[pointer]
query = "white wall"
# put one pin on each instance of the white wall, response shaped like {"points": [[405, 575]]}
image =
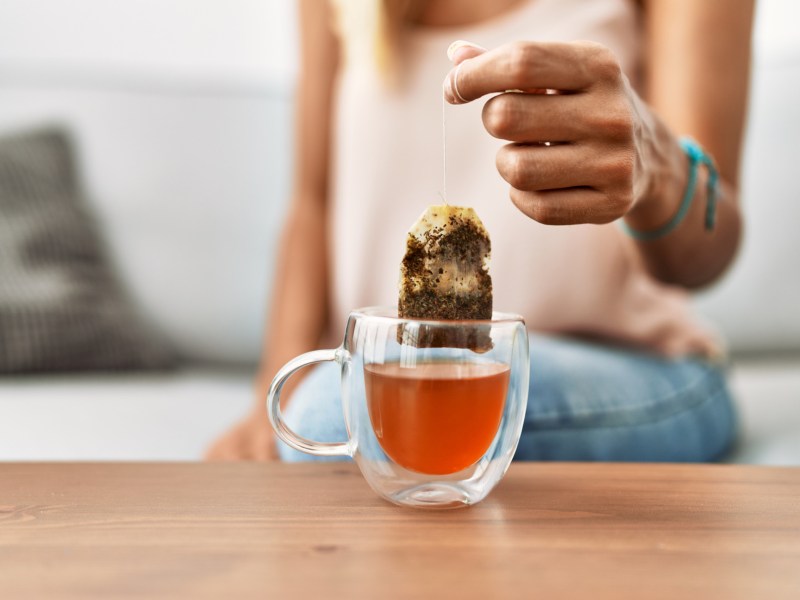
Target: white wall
{"points": [[249, 42]]}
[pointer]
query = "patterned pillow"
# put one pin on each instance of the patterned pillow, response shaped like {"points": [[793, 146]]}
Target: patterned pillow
{"points": [[61, 308]]}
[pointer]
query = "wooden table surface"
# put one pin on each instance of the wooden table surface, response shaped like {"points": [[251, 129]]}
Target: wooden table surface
{"points": [[246, 530]]}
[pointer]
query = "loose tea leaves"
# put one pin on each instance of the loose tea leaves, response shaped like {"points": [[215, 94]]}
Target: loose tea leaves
{"points": [[445, 272]]}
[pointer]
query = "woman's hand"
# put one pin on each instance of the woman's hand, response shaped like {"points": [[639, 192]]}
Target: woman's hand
{"points": [[580, 135]]}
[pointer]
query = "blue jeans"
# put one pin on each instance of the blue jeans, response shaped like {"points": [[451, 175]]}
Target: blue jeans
{"points": [[587, 402]]}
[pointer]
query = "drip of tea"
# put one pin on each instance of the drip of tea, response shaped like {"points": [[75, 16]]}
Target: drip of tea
{"points": [[436, 418]]}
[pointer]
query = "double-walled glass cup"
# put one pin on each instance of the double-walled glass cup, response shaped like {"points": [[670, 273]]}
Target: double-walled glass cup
{"points": [[433, 409]]}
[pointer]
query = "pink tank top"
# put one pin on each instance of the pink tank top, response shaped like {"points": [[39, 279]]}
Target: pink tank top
{"points": [[387, 167]]}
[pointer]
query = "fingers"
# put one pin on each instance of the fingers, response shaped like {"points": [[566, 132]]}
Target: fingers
{"points": [[536, 168], [536, 117], [571, 205], [461, 50], [567, 66]]}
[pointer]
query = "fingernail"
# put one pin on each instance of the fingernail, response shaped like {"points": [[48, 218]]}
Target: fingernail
{"points": [[458, 44], [447, 89]]}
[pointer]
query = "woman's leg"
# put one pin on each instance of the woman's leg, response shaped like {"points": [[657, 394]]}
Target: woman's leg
{"points": [[594, 402], [586, 402]]}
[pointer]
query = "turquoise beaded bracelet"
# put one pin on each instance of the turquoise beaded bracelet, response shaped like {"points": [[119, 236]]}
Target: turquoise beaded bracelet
{"points": [[697, 156]]}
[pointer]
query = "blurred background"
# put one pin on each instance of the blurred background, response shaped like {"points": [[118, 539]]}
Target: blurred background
{"points": [[163, 129]]}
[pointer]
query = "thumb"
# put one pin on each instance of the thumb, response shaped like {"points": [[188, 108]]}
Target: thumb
{"points": [[461, 50]]}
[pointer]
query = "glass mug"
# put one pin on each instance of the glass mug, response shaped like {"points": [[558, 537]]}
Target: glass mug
{"points": [[433, 409]]}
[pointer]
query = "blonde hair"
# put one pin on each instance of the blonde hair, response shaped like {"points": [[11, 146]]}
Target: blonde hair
{"points": [[371, 30]]}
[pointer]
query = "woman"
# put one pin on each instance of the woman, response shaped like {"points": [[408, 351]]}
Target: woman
{"points": [[620, 368]]}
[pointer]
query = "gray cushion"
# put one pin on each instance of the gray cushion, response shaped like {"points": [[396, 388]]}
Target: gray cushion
{"points": [[60, 306]]}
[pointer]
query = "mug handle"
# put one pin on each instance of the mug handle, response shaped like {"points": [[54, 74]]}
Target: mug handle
{"points": [[298, 442]]}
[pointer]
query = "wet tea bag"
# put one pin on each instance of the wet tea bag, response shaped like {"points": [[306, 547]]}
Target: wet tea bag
{"points": [[445, 273]]}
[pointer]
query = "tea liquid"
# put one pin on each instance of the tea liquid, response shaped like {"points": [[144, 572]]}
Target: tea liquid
{"points": [[439, 417]]}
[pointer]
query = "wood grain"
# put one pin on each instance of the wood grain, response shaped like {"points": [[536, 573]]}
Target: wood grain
{"points": [[298, 531]]}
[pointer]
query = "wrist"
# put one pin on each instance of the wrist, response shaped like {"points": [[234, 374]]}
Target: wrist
{"points": [[667, 174]]}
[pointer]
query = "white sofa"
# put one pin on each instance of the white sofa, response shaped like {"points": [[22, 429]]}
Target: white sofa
{"points": [[182, 111]]}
:::::
_AIM OF THE EXERCISE:_ Pictures are excluded; output everything else in the data verbatim.

_RESPONSE:_
[pointer]
query = "white wall"
# put one pin on each instance of the white wall, response shaped like {"points": [[405, 575]]}
image =
Target: white wall
{"points": [[249, 42]]}
[pointer]
query = "patterned pillow"
# put one pin on each instance of the patterned pillow, response shaped like {"points": [[793, 146]]}
Target: patterned pillow
{"points": [[61, 308]]}
[pointer]
query = "wooden table surface"
# put one pin on each instance of the wooden table surface, response shaped like {"points": [[251, 129]]}
Target: wooden table surface
{"points": [[246, 530]]}
[pointer]
query = "loose tea leaves"
# put one pin on each instance of the loose tea leaves, response shaped like {"points": [[215, 94]]}
Target: loose tea leaves
{"points": [[445, 272]]}
[pointer]
query = "woman's hand"
# put one pin on each instance of the woman's hand, response shaped like {"points": [[639, 192]]}
Target: woman's hand
{"points": [[580, 135]]}
[pointer]
query = "blue jeans"
# put one pin on each instance of the blue jeans, response shaped like {"points": [[451, 175]]}
Target: blue jeans
{"points": [[587, 402]]}
[pointer]
query = "drip of tea"
# put one pin on each instance of the drip of tea, response shaped like {"points": [[75, 16]]}
Target: drip of tea
{"points": [[436, 418]]}
[pointer]
query = "double-walled glass cup"
# put one pin on each instance of the double-walled glass cup, response shaped like {"points": [[670, 273]]}
Target: double-walled glass cup
{"points": [[433, 409]]}
[pointer]
query = "pink tank top"
# put one pin on each instance of the pink tank top, response shaped like {"points": [[39, 279]]}
Target: pink tank top
{"points": [[387, 167]]}
[pointer]
query = "fingers"
# put one pin on each instance of the fingers, response shaped like {"points": [[566, 132]]}
Target: fingers
{"points": [[536, 168], [536, 117], [571, 205], [461, 50], [567, 66]]}
[pointer]
query = "fingernail"
# put one pin on each instance of the fingernail, response shaped like {"points": [[48, 218]]}
Target: fingernail
{"points": [[458, 44], [447, 89]]}
[pointer]
query = "woman's leg"
# put one pin on each instance of the woman's leg, response shaped like {"points": [[657, 394]]}
Target: woman's leg
{"points": [[594, 402], [586, 402]]}
[pointer]
query = "turquoise beaded bracelet"
# put one pin on each instance of the turquoise beaded bracelet, response shaped like {"points": [[119, 236]]}
Target: turquoise beaded bracelet
{"points": [[697, 156]]}
[pointer]
query = "blurred background"
# put one pin on each instance of the blurred background, response shaped like {"points": [[118, 539]]}
Target: blurred background
{"points": [[163, 129]]}
[pointer]
query = "thumb"
# put one pin on each instance of the thumb, response shaped like {"points": [[188, 108]]}
Target: thumb
{"points": [[461, 50]]}
[pointer]
query = "glass mug"
# put one pin on each instance of the glass mug, response shaped like {"points": [[558, 537]]}
Target: glass mug
{"points": [[433, 409]]}
[pointer]
query = "blonde hair"
# put one pin on each instance of the blonde hair, response shaped like {"points": [[11, 146]]}
Target: blonde hair
{"points": [[371, 30]]}
[pointer]
query = "woman"
# put one pin on each instance of the woman, response shaped like {"points": [[408, 351]]}
Target: woman
{"points": [[620, 368]]}
[pointer]
query = "gray cushion"
# put one pin on each instance of the gray cushion, response shaped like {"points": [[396, 388]]}
Target: gray cushion
{"points": [[60, 306]]}
[pointer]
query = "mug handle"
# put one pin on each instance of the mug handle, response shaped like {"points": [[54, 74]]}
Target: mug handle
{"points": [[298, 442]]}
[pointer]
query = "wet tea bag"
# put one pin on each instance of the wet tea bag, response shaped like {"points": [[306, 547]]}
Target: wet tea bag
{"points": [[445, 273]]}
[pointer]
query = "tea liquid"
# put one pin on each instance of the tea liquid, response shaped like {"points": [[144, 572]]}
Target: tea liquid
{"points": [[439, 417]]}
[pointer]
query = "wood grain"
# put one pin on each instance of the wood grain, response shaped like {"points": [[536, 573]]}
Target: wood grain
{"points": [[298, 531]]}
[pointer]
query = "wrist"
# put one pin on each instance of the wrist, response shaped like {"points": [[234, 374]]}
Target: wrist
{"points": [[667, 174]]}
[pointer]
query = "white sofa"
# put one pin on each instance of the white sofa, response shaped like {"points": [[22, 429]]}
Target: white sofa
{"points": [[182, 111]]}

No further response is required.